+++ Records shown

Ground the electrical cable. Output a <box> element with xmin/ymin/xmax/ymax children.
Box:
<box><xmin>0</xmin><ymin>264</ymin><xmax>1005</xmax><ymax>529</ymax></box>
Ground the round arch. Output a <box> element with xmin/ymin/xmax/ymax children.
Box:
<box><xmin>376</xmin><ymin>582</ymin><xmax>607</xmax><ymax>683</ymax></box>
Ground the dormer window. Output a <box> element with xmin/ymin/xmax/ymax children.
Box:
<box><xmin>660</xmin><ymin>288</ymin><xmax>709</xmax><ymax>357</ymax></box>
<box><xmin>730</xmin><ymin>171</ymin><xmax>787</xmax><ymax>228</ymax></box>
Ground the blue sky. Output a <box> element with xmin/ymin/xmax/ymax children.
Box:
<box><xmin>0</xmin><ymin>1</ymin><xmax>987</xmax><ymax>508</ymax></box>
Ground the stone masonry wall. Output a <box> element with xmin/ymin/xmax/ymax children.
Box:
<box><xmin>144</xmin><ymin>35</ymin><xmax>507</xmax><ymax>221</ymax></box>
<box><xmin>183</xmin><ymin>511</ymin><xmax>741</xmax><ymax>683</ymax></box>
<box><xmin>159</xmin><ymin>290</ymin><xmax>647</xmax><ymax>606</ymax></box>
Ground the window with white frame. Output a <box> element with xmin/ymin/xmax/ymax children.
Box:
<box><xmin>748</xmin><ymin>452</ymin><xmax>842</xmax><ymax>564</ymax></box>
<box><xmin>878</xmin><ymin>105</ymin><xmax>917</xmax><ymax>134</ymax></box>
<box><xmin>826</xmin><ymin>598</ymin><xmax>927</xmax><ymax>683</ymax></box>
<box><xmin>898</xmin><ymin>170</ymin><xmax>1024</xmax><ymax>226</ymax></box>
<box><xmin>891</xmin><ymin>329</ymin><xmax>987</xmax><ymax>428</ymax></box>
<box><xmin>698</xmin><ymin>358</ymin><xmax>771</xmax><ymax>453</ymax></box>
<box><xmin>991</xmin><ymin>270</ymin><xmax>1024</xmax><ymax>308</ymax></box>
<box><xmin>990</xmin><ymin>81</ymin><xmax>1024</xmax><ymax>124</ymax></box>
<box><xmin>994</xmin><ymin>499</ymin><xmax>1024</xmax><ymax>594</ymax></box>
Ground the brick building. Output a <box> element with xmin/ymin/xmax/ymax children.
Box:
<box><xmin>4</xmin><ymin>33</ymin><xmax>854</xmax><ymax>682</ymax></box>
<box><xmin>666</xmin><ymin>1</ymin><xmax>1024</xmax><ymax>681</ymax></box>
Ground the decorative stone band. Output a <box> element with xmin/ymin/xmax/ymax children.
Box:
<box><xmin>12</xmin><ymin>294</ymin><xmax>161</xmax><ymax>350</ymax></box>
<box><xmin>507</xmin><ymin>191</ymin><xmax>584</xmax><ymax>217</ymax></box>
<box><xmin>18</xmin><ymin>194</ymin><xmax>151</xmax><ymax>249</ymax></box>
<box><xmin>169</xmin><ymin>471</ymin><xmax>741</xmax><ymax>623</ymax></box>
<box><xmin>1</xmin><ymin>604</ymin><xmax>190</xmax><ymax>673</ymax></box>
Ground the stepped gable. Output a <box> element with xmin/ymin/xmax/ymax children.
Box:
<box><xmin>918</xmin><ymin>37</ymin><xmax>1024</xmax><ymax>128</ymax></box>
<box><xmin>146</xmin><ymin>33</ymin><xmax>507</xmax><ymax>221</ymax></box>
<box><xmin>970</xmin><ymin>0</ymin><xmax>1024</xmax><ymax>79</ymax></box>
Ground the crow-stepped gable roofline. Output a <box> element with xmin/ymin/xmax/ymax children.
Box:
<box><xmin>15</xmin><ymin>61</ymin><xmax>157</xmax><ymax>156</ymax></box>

++++++

**Task description:** A copy of each line above that holds the word "element" is the expected answer.

**Answer area:**
Ground the electrical cable. Output a <box> element with xmin/ymin/xmax/ymax children.
Ground the round arch. Output a <box> element with xmin/ymin/xmax/ymax children.
Ground the dormer window. Output a <box> element with xmin/ymin/xmax/ymax children.
Ground the blue sky. Output a <box> element with xmin/ymin/xmax/ymax children.
Ground the stone masonry wall. Output a <box> element with xmin/ymin/xmax/ymax children.
Ground the window with white frame. Output a <box> element with xmin/ymin/xmax/ymax children.
Ground the brick building. Output a <box> element with xmin/ymin/xmax/ymax children.
Ground the decorative stone band. Output a <box> element with xmin/ymin/xmax/ymax children.
Ground the stepped gable. Output a <box> element with xmin/ymin/xmax/ymax children.
Ground the crow-stepped gable roofline. Output a <box> element with xmin/ymin/xmax/ymax children.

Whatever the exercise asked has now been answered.